Passage provided ▸
++++++++++++++++++++

3. Burning in the Skies
Finally, a song! And a pretty good one, too. Interestingly, it’s not at all the type of thing you’d expect Linkin Park to get started with, since the preceding intro would have the average listener expecting something blistering and apocalyptic. The mood is actually more reflective, with both Mike and Chester singing in much mellower tones than we’re used to, for a song that isn’t quite predictable but that is melodically quite smooth. I like the fluidity of Phoenix‘s bass and Joe Hahn’s electronic ambience. The mood here is one of regret, and the rhythm shifts uneasily from a 6/4 verse to a 4/4 chorus – this took some getting used to in the same way as Copeland‘s “The Grey Man” once did (and there’s a band I never thought in a million years that I’d be comparing to Linkin Park!) Despite some hackneyed metaphors, I really like Chester’s chorus, as it seems to skip past the apocalypse and express regret over the damage done, leaving pieces of the puzzle to be filled in by later songs on the album. “I’m swimming in the smoke/Of bridges I have burned/So don’t apologize/I’m losing what I don’t deserve.” Brad Delson gets to bust out a halfway-decent guitar solo, too. Were it not for Chester’s recognizable voice (true even when he’s not screeching), you could probably play this for someone and they wouldn’t have the first clue that it was Linkin Park. To not sound like yourself and to still come up with a good song is no easy task, so mission accomplished on this one.
4. Empty Spaces
Twenty seconds of nocturnal insect ambiance and vague battleground sounds? This is a waste of space, not long enough of one to get worked up over.
5. When They Come for Me
This track was the embarrassing moment where I found myself ready to declare that the entire album and Linkin Park’s new musical direction was a huge load of crap. That was short-sighted of me, because for the most part, this is actually a pretty solid hip-hop track, built on shrill, dissonant electronics, a beat with a bit of a tribal feel, and some spooky Eastern-sounding vocalizations. Listen to just the backing track, and it’s all good. Mike Shinoda’s lyrics actually aren’t too shabby at the outset either – perhaps a bit boastful like a lot of his Fort Minor stuff, but sort of a clever Take That aimed at the folks who just can’t let Hybrid Theory go. It’s a bit weird to break from the apocalyptic theme for this declaration of who we iz, but that’s not my main gripe. My main gripe is the chorus, which pretty much ruins any goodwill built up by that awesome track as Mike repeatedly declares, “Try to catch up, motherf*cker!” See, I’m all for a clever diss pointed at the whiny “fans” who expect you guys to stay the same, but this just takes it into unforgivably rude territory. Under no circumstances is it necessary to call people who once liked your music motherf*ckers. That just demonstrates a desperate level of contempt towards old fans, and it’s jarring enough to ruin the song almost completely for me. (Given the theme of the album, I could possibly see “Sons of b*tches” serving as an acceptable insult. The more nerdy among us will get that joke.)

++++++++++++++++++++

Raw data ▸

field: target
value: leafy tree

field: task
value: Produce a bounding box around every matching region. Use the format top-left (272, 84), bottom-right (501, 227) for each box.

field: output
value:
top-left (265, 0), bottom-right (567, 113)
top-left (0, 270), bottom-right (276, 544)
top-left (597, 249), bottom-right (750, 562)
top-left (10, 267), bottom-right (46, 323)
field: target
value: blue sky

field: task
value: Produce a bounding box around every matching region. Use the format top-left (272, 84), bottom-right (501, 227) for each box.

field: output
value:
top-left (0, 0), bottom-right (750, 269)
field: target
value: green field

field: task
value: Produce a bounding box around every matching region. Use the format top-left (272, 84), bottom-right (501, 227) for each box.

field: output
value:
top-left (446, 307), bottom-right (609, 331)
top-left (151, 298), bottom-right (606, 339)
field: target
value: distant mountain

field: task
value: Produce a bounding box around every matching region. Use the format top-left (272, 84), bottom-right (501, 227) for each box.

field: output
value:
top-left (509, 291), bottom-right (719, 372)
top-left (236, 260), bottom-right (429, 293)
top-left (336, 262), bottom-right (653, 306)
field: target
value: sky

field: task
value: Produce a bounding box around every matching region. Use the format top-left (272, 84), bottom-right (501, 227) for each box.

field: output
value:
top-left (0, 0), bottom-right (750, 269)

++++++++++++++++++++

Exercise instructions ▸
A – Can you copy the album review from "4. Empty Spaces" to "worked up over." word for word?
B – Which track titles appear as numbered headings in the album review?

The solutions ▸
A –
4. Empty Spaces
Twenty seconds of nocturnal insect ambiance and vague battleground sounds? This is a waste of space, not long enough of one to get worked up over.

B –
3. Burning in the Skies
4. Empty Spaces
5. When They Come for Me